▶ [TASK BRIEF]:
The data must be returned in full and exactly as given.

▶ [EXERCISE INPUT]:
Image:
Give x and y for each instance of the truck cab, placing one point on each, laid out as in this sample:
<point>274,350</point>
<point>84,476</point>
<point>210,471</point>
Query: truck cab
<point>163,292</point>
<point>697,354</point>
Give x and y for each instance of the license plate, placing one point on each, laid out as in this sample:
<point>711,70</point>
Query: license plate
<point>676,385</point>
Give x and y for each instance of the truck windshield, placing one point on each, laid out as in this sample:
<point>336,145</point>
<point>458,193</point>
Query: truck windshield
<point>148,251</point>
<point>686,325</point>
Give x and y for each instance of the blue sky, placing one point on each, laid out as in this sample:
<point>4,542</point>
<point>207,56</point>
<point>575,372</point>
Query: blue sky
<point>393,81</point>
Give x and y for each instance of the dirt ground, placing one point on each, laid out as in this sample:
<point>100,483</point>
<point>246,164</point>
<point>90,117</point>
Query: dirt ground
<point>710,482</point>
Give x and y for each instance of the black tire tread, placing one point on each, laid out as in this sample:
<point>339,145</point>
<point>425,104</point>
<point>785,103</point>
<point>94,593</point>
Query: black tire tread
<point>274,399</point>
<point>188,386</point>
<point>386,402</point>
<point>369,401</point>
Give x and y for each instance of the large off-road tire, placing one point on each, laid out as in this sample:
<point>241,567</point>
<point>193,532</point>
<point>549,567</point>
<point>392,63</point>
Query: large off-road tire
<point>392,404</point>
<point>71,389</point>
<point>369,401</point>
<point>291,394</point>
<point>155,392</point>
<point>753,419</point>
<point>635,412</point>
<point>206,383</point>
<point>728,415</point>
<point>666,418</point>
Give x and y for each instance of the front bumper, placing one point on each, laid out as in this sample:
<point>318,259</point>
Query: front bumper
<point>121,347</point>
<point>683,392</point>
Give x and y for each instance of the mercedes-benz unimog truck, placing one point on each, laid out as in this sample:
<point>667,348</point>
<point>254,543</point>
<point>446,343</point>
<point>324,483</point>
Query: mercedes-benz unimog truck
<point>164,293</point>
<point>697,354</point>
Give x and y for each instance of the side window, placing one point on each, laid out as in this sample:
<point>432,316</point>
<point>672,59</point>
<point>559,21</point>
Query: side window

▶ [EXPECTED ANSWER]:
Image:
Give x and y for each instance of the truck cab, placing one point on each, laid out as in this sample:
<point>274,350</point>
<point>84,476</point>
<point>210,471</point>
Query: truck cab
<point>163,292</point>
<point>697,354</point>
Give x and y for each instance of the license plate, placing one point on each, laid out as in this sample:
<point>711,70</point>
Query: license plate
<point>676,385</point>
Give x and y for each instance of the truck windshield, placing one point on each, laid out as in this sample:
<point>336,145</point>
<point>458,193</point>
Query: truck windshield
<point>148,251</point>
<point>686,325</point>
Give x and y for each instance of the blue sky, placing one point on each, laid out as in this sample:
<point>4,542</point>
<point>207,56</point>
<point>575,372</point>
Query: blue sky
<point>393,81</point>
Give x and y for each instance of the dirt ground, placing one point on each, laid out as in this sample:
<point>100,483</point>
<point>246,164</point>
<point>90,117</point>
Query: dirt ground
<point>710,482</point>
Give x and y for each instance of the black tire tread, placing one point on each, laid out as in this sample:
<point>339,145</point>
<point>425,104</point>
<point>785,103</point>
<point>94,593</point>
Query: black tire tread
<point>274,399</point>
<point>188,386</point>
<point>386,402</point>
<point>369,401</point>
Give x and y for each instance of the large off-road tire, placing one point on each, laid out as in this sample:
<point>241,567</point>
<point>193,532</point>
<point>549,567</point>
<point>392,63</point>
Query: large off-road tire
<point>392,404</point>
<point>71,389</point>
<point>369,401</point>
<point>291,394</point>
<point>155,392</point>
<point>753,419</point>
<point>635,412</point>
<point>206,383</point>
<point>728,415</point>
<point>666,418</point>
Give x and y for each instance of the front bumper, placing one point on each, laid out as in this sample:
<point>318,259</point>
Query: front bumper
<point>121,347</point>
<point>683,392</point>
Give x and y for each instance of the mercedes-benz unimog truck, placing one point on each, laid out as in this sample:
<point>667,348</point>
<point>254,543</point>
<point>446,343</point>
<point>324,483</point>
Query: mercedes-benz unimog truck
<point>164,293</point>
<point>697,354</point>
Give x and y for each instance of the side window, placing one point on each, laid out as in this sample:
<point>432,316</point>
<point>672,59</point>
<point>559,21</point>
Query: side window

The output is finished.